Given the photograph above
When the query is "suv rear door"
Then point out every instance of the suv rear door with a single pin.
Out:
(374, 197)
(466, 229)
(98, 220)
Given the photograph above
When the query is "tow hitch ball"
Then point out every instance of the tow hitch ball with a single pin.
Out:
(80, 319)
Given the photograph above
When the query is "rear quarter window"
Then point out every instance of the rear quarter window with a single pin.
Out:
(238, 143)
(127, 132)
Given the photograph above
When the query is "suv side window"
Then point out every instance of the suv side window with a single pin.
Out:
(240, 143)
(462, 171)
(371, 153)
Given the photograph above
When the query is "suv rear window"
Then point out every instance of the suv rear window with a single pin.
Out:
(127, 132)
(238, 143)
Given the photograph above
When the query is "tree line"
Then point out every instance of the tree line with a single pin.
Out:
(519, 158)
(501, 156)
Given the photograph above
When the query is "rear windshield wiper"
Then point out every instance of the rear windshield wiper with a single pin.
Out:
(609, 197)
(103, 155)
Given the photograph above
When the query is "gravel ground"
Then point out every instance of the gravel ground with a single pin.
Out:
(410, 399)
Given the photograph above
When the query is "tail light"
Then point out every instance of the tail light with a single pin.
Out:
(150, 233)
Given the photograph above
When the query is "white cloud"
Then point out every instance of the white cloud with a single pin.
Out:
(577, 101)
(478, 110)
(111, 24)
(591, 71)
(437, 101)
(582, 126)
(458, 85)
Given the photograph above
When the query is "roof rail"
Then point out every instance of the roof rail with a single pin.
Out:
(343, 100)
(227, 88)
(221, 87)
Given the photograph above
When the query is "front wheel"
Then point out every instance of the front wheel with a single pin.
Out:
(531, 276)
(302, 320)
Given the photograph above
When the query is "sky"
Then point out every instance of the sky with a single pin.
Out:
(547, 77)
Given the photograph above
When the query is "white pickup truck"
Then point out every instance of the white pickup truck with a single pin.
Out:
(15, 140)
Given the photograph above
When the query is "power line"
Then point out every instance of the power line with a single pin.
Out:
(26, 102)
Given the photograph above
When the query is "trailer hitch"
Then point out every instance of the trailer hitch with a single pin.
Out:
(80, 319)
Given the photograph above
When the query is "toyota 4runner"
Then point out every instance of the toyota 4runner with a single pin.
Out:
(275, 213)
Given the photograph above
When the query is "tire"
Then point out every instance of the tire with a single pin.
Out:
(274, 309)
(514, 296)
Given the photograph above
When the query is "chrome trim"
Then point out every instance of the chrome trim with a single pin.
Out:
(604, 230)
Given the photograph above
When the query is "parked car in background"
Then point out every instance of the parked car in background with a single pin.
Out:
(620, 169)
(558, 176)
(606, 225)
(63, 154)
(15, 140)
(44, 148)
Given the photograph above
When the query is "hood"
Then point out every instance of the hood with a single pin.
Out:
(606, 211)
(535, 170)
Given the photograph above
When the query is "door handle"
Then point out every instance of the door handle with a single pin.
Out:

» **What to work on**: Retype the entries exactly, including every line.

» **Response below**:
Given the photograph above
When the query is "suv rear door"
Then point out every instance of the suv rear door with a single pin.
Out:
(374, 197)
(466, 229)
(98, 220)
Given the photograph above
When the query is "tow hitch ball"
Then point out every instance of the tow hitch ball with a single pin.
Out:
(80, 319)
Given the photograph above
When the query is "rear quarter window"
Then point out every instance of the rear quarter window with a single pin.
Out:
(238, 143)
(127, 132)
Given the photograph above
When the query is "suv side window"
Then point out every instance of the suv side window with a single pin.
Out:
(240, 143)
(462, 171)
(371, 153)
Given the photograph above
When the query is "suv rear window"
Then point out every instance of the suv rear window with a single pin.
Out:
(127, 132)
(238, 143)
Given the photograph above
When the query is "tree line"
Then point out every instance of the tree line with a single pin.
Out:
(519, 158)
(501, 156)
Given the photograph above
When the query is "rear windshield wiper"
Then point out every instance of the rear windshield wiper with a single pin.
Out:
(609, 197)
(103, 155)
Given the photograph above
When the query is "gravel ground"
Then point out every instance of the gravel ground with a single pin.
Out:
(410, 399)
Given the photograph above
When the query is "tail light"
Then point out every instance of the tail light with a single pin.
Out:
(150, 233)
Given the photograph above
When the query is "white cloud"
Then point out every instance of the white cloud with a single pin.
Out:
(577, 101)
(478, 110)
(111, 24)
(591, 71)
(437, 101)
(582, 126)
(458, 85)
Given the photograph above
When the query is "roof rail"
Then point out every instance of the roof rail with a single pin.
Out:
(343, 100)
(227, 88)
(221, 87)
Given the photograph above
When the query is "front wheel"
Then point out every instance of the front wheel with a single pin.
Out:
(531, 276)
(302, 320)
Given the photograph above
When the query is "sky"
Then point out every instance of the sky with a single pin.
Out:
(547, 77)
Given the photograph above
When the query is "white pickup truck"
Then point out every instance of the white pickup truck with a single pin.
Out:
(15, 140)
Given the photograph above
When the query is "power line"
Then point out every instance of the power line with a single pin.
Out:
(26, 102)
Given the photograph above
When the query is "trailer hitch"
Then point out every instance of the trailer hitch with a single pin.
Out:
(80, 319)
Given the photograph above
When the query is "toyota 4runner"
Then point out every instance of the toyota 4runner with a single pin.
Out:
(275, 213)
Given the photograph above
When the query is "tire"
Then point out every instance of the tire with a single pin.
Out:
(274, 309)
(514, 296)
Given the photograph above
When the query is "chrome trim"
Then point out every instance of the chrome trim with a single pin.
Out:
(604, 230)
Given the photograph above
When the query is "parked car in background"
Then point out every instance of the parked car in background with a single pin.
Out:
(620, 169)
(558, 176)
(606, 225)
(63, 154)
(15, 140)
(44, 148)
Given the photograph above
When the query is "hood"
Then point out every instance of the hood with a single pin.
Out:
(606, 211)
(535, 170)
Given the photograph above
When the query is "door handle"
Then point out every instance of the door handle with a single pin.
Out:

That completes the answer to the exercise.